Text to read:
Doctoral Dissertations

Abstract

"Standard approaches for simulating hypersonic flows in particle-laden environments have key limitations in practice, such as high cost and numerical noise. In this work, efficient solution strategies for particle-laden hypersonic flows were developed using both Lagrangian and Eulerian models for the particle phase with the focus on investigating spacecraft surface erosion, as well as convective and radiative heat flux augmentation due to atmospheric particulate encountered during planetary entry.

First, an efficient integration strategy for Lagrangian methods, the Trajectory Control Volume (TCV) method, was developed for steady analysis of dilute particle phase problems on general geometries. The TCV method was shown to produce accurate dust impact surface erosion distributions with three orders of magnitude fewer particle samples as compared with Monte Carlo techniques. The TCV approach also enabled the uncertainty quantification of heat-shield dust impact erosion during Mars entry with the non-intrusive polynomial chaos method. The TCV method was extended for analysis of two-way coupled problems and verified for hypersonic flow problems. Application of the technique to a Mars entry case showed that convective heat flux augmentation was insignificant.

Data segment:
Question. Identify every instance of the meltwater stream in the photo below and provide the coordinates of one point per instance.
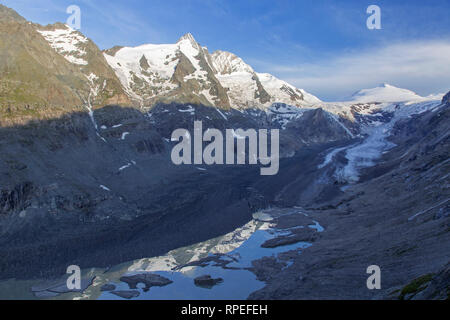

What to do: For each statement, say whether the dissertation abstract agrees with it, answering yes or no and quoting the deciding words. 1. The TCV method gave accurate surface erosion distributions using far fewer particle samples than Monte Carlo techniques. 2. On a Mars entry case, the technique showed a significant convective heat flux augmentation. 3. The uncertainty quantification of heat-shield dust impact erosion was carried out with Monte Carlo techniques. The listing is not needed.

Exercise response:
1. Yes: "The TCV method was shown to produce accurate dust impact surface erosion distributions with three orders of magnitude fewer particle samples as compared with Monte Carlo techniques."
2. No: "convective heat flux augmentation was insignificant."
3. No: "with the non-intrusive polynomial chaos method."